____ TEXTO EXTRAÍDO
Registro do vídeo foi feito durante um ritual de conexão e cura entre as artistas

Depois de Pança Cheia e Falta Pele, o novo clipe do projeto Bel_Medula é da faixa Eu Vou Contar. Para o vídeo, dirigido pela fotógrafa Vitória Proença, foram convidadas 15 mulheres que produzem música em Porto Alegre e representam uma parte de um vulcão criativo e diverso. Juntas, elas revisitaram o passado de suas ancestrais, dividiram experiências, aflições e muito amor.

Artistas nos bastidores da gravação Foto: Vitória Proença

Eu vou contar veio como um jorro, uma música que pediu para acontecer”, conta Bel. A faixa, que abre o lado Osso do disco Pele/Osso (Tronco/2019), mistura spoken word com melodia sobre uma base eletrônica e fala da ausência das mulheres nos espaços da música. Escolhi os timbres das frases de sintetizadores que foram se sobrepondo ao beat e fui gravando, decidindo onde entraria cada uma, adicionando camadas. Pensei em uma emissão falada, em um texto reto e urgente”, lembra.
________
Reproduza, sem qualquer alteração, o trecho do texto sobre o clipe Eu Vou Contar que vai de "Registro do vídeo" a "e muito amor.", ambos incluídos.
____ LISTA DE REGISTROS
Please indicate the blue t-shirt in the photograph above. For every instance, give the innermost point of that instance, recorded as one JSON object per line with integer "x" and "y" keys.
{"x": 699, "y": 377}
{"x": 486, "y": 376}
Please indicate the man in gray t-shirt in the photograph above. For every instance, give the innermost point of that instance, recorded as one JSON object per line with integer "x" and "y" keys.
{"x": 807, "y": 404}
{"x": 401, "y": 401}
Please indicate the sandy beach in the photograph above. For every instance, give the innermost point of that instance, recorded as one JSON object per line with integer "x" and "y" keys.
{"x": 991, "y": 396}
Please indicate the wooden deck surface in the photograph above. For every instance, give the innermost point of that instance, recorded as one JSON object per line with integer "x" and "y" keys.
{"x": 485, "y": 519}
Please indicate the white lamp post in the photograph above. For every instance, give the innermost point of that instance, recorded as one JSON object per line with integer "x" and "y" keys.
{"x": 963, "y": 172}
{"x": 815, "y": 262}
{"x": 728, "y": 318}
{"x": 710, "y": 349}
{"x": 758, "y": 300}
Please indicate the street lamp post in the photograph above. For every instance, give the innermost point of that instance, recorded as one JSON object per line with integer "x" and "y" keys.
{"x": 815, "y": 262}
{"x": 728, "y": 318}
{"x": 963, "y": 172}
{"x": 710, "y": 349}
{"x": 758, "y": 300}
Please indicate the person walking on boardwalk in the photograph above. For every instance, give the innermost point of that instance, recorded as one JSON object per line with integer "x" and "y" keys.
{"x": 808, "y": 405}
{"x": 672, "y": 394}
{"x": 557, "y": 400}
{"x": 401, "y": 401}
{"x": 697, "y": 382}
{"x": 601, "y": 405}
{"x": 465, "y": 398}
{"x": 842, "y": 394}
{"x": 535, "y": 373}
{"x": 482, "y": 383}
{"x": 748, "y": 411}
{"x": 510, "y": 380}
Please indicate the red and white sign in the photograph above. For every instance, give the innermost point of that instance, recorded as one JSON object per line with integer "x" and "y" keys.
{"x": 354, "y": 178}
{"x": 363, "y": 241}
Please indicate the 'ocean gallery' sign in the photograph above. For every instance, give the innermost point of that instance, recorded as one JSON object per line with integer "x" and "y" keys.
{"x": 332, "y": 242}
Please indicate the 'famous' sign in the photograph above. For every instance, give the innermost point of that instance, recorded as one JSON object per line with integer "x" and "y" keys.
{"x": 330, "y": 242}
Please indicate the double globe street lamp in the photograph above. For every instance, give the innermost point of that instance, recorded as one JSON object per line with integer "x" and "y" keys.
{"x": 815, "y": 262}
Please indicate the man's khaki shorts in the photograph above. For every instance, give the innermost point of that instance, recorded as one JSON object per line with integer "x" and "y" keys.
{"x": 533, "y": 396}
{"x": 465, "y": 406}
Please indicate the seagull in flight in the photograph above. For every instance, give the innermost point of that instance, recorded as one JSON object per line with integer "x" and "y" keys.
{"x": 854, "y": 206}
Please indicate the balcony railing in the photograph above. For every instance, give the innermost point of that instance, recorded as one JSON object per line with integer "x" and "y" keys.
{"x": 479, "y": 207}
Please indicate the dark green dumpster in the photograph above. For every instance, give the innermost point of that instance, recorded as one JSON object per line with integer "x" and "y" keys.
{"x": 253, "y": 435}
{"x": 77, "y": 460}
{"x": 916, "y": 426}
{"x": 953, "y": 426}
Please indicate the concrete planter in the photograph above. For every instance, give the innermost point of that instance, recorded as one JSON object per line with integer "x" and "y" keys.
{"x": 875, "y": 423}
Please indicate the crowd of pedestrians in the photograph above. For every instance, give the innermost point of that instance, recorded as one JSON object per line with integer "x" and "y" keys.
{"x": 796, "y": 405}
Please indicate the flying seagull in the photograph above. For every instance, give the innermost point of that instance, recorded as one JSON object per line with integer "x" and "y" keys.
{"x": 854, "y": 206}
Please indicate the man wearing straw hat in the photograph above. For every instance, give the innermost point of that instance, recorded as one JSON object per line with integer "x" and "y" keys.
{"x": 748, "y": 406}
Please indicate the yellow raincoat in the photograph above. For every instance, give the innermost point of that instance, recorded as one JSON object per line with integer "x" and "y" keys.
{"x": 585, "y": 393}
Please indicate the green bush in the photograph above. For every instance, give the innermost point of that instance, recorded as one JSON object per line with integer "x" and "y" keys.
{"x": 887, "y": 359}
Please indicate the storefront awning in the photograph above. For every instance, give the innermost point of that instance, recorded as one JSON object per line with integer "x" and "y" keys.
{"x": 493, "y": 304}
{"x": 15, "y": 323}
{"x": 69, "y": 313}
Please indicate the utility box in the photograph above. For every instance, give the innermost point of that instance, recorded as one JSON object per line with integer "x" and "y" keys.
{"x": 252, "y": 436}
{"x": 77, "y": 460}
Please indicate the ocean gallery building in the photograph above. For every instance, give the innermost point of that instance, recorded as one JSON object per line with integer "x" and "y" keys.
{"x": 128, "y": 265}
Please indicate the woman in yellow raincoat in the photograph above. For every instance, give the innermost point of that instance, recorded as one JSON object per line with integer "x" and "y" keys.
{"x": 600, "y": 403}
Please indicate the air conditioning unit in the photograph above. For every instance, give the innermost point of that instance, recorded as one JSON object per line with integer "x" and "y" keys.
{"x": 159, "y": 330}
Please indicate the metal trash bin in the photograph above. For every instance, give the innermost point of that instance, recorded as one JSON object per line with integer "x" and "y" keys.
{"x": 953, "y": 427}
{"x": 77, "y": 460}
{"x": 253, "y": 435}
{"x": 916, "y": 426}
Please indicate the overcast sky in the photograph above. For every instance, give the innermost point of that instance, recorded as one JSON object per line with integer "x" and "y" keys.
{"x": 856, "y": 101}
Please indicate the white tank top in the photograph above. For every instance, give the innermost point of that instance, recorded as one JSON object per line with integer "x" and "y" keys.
________
____ LISTA DE REGISTROS
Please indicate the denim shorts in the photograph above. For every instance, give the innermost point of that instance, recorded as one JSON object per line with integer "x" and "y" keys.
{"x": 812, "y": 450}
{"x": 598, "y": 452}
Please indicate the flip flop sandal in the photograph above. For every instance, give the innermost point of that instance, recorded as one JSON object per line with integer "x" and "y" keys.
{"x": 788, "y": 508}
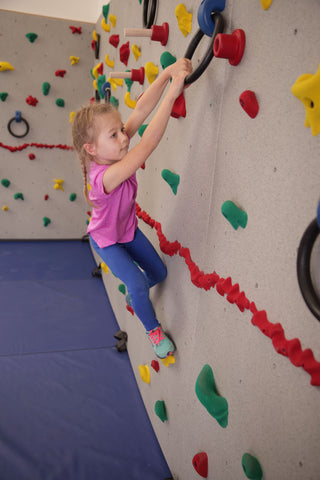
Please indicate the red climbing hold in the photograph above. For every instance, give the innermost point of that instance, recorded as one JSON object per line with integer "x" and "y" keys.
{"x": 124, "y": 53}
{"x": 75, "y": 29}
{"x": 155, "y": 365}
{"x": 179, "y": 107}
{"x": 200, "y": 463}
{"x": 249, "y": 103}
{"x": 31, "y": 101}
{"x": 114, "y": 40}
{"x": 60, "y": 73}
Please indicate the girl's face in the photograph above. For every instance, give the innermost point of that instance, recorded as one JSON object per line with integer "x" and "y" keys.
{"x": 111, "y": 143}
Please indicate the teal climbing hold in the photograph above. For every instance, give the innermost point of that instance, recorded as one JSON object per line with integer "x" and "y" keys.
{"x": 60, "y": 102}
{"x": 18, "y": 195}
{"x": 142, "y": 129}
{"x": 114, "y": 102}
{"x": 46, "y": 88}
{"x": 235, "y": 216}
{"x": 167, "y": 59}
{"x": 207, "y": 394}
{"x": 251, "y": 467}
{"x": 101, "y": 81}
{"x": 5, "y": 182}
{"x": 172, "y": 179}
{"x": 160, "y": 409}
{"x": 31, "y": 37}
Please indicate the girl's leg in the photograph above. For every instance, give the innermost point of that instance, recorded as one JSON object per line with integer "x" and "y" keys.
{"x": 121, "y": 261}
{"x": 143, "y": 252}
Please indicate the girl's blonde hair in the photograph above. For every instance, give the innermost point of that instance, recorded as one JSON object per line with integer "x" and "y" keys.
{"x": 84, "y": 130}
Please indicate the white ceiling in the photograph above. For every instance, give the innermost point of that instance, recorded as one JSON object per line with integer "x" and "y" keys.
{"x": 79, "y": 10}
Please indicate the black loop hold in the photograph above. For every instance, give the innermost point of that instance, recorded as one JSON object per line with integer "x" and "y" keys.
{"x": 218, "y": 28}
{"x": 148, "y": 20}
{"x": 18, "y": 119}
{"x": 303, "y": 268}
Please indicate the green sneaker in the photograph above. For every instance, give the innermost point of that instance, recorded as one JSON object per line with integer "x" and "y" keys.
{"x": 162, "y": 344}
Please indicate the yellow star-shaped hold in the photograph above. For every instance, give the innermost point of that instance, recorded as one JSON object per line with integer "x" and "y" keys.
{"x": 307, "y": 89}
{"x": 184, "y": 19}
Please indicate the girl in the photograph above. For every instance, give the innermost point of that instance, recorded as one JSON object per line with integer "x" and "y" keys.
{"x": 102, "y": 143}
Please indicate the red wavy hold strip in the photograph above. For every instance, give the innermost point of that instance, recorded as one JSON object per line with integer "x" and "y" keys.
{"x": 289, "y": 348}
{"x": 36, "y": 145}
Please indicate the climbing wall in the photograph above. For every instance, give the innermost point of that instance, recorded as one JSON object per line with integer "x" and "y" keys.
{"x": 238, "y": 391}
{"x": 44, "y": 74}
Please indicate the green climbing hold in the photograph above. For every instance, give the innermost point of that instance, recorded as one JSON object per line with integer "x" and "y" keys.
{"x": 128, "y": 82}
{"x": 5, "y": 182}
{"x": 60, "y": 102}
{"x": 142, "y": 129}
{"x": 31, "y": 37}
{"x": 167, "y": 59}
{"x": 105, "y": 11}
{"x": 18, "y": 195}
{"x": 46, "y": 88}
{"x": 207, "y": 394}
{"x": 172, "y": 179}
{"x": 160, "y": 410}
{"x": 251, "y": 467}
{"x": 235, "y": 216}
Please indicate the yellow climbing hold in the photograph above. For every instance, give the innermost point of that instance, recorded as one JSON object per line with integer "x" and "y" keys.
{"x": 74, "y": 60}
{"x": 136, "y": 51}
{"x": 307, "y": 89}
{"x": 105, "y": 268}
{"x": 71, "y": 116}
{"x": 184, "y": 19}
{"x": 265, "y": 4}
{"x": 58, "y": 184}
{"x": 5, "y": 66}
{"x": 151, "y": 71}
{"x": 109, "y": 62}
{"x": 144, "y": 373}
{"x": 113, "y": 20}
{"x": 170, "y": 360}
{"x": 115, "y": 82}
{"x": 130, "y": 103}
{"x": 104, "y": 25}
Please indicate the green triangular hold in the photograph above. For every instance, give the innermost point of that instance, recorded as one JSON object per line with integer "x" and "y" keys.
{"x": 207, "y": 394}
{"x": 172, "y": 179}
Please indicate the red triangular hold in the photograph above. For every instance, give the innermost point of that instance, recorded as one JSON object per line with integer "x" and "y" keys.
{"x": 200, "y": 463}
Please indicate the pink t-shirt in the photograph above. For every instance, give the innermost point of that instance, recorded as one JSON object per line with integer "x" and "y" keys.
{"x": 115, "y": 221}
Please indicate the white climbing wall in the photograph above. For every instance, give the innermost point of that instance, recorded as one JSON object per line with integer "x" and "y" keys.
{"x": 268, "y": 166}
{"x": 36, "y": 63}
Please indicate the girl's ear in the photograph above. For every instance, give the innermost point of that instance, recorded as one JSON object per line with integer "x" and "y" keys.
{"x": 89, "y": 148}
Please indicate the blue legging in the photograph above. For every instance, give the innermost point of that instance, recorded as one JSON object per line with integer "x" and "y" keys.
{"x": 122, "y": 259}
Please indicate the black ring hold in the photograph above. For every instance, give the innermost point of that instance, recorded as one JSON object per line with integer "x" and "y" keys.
________
____ LISTA DE REGISTROS
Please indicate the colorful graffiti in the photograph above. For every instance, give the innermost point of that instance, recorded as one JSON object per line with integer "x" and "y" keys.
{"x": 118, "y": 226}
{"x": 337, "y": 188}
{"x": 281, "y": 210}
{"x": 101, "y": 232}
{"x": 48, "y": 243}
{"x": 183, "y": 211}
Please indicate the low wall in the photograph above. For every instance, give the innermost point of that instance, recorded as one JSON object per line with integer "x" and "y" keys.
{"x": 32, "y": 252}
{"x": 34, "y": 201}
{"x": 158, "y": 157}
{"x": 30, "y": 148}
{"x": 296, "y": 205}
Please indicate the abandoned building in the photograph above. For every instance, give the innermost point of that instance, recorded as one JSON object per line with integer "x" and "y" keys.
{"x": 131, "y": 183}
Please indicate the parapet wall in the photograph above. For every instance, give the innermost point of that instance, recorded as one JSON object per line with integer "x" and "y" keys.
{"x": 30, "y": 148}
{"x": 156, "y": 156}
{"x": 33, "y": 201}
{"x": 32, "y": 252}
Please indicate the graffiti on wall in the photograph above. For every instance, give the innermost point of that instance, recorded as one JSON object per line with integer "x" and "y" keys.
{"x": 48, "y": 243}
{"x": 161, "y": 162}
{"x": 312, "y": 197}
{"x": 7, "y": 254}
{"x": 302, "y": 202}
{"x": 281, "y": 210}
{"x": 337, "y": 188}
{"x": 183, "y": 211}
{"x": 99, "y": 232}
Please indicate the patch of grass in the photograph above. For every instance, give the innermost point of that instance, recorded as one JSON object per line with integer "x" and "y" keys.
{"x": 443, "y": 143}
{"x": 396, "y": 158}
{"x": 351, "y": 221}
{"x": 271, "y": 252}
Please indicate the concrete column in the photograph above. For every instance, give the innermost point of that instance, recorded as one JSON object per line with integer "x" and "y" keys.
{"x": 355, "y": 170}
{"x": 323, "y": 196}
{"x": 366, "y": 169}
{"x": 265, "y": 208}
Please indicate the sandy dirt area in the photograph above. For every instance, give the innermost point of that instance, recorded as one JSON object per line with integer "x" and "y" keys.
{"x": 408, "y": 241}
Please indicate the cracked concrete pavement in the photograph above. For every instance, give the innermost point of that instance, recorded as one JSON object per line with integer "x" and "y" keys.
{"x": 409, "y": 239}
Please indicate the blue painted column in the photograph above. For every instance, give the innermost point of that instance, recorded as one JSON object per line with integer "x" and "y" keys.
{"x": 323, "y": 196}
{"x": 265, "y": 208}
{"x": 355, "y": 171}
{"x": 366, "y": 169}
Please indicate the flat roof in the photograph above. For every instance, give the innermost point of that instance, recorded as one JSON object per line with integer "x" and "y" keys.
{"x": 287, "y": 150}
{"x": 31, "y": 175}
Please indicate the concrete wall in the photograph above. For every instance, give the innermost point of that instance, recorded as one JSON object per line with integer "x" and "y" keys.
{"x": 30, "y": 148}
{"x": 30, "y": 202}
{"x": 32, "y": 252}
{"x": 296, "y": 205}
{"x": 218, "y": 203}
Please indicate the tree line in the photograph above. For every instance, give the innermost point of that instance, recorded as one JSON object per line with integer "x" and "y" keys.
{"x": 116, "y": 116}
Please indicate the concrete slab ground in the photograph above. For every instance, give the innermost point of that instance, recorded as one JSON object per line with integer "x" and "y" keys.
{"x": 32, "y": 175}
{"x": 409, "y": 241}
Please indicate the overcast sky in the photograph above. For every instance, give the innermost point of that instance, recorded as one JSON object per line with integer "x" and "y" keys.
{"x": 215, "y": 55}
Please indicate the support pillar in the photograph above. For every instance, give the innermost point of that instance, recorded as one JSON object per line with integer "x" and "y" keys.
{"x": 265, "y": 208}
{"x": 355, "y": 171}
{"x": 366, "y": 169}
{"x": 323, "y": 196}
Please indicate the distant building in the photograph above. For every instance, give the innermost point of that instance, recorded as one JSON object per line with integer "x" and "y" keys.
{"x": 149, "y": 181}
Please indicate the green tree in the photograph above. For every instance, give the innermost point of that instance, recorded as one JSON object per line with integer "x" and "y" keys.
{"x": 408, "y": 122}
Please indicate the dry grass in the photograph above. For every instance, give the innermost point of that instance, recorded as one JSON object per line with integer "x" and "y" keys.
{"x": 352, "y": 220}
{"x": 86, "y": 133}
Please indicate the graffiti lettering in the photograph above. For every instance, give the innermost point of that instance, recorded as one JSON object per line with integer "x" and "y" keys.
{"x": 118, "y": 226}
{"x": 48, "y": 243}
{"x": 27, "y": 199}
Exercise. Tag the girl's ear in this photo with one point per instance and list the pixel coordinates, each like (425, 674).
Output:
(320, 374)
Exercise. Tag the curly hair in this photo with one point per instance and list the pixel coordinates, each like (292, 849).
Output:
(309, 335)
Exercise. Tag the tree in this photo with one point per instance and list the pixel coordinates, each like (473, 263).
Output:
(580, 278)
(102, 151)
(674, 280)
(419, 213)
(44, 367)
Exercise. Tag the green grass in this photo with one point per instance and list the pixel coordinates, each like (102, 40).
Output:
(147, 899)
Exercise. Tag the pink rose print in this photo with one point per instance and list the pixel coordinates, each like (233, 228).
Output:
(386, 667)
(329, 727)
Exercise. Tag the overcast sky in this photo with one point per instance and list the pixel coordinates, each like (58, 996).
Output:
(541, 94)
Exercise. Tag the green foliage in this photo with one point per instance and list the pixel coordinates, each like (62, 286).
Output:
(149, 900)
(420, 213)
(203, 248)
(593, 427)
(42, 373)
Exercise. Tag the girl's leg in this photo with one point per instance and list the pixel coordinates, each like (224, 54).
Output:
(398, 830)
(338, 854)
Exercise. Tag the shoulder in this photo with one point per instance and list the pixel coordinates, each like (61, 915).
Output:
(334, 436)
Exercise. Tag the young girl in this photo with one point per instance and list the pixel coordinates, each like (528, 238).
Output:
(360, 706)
________
RESPOSTA RESOLVIDA
Registro do vídeo foi feito durante um ritual de conexão e cura entre as artistas

Depois de Pança Cheia e Falta Pele, o novo clipe do projeto Bel_Medula é da faixa Eu Vou Contar. Para o vídeo, dirigido pela fotógrafa Vitória Proença, foram convidadas 15 mulheres que produzem música em Porto Alegre e representam uma parte de um vulcão criativo e diverso. Juntas, elas revisitaram o passado de suas ancestrais, dividiram experiências, aflições e muito amor.